__Exercise details__:
Answer these questions using the post about the intermittent SFS write error below.
1. On which work machine does the job run?
2. How many blocks was last night's file?
3. What percentage of its allocation has the SFS directory owner used?

--- START Extract ---

2011-04-14 Thread Graves Nora E
We are having an intermittent problem with SFS and I'm hoping someone
may have some ideas of what to pursue next.
 
We have several batch jobs that run under VMBATCH overnight.  Sometimes
they are not able to create a file in a directory, even though most
times it is successful.  The only differences in the executions are the
file names; for many of these the File Type is the date.
 
In the job I am most familiar with, these are the specifics.
 
The job runs Monday-Saturday.  This year, it has failed on January 4,
January 12, February 9, March 18, March 25, and April 13.  It has run
successfully the other days.  Other than the QUERY statements below, it
has not changed.
The job runs in a work machine, WORK7.
The job is submitted by the User ID of the database owner.
The SFS directories are owned by a 3rd user.  Failures occur in many of
the subdirectories, not just one subdirectory owned by this user.  This
user is the owner of most of the directories containing the data files
we create in batch, so I don't think it's significant that it's the ID
that has the problem.  However, as far as I know, it is the only ID that
does have the problem.
This job uses VMLINK to acquire a write link to SFS directory.  This
always looks to be successful--no error is given.  (Other jobs use
GETFMADDR and ACCESS to acquire the write link to the directory.  This
always appears successful as well).
Once the file is ready to be copied from the Work Machine's 191 disk to
the SFS directory, the intermittent error appears.  The vast majority of
the time, the write is successful.  However, sometimes, the job gets
this error message: 
DMSOPN1258E You are not authorized to write to file XX 20110413 Z1
 
The file is not large--last night's file was only 12 blocks.  
 
At the suggestion of our systems programmer, I've put in a lot of query
statements.  I've issued QUERY LIMITS for the job submitter; it's only
used 84% of the allocation, with several thousand blocks available. The
SFS directory owner has only used 76% of its allocation, with several
thousand more blocks still available.  The filepool is not full.

--- END Extract ---
--- START Data extract ---

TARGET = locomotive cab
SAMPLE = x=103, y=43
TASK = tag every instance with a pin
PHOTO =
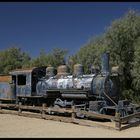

--- END Data extract ---

__Answer to the exercise__:
1. WORK7
2. 12 blocks
3. 76%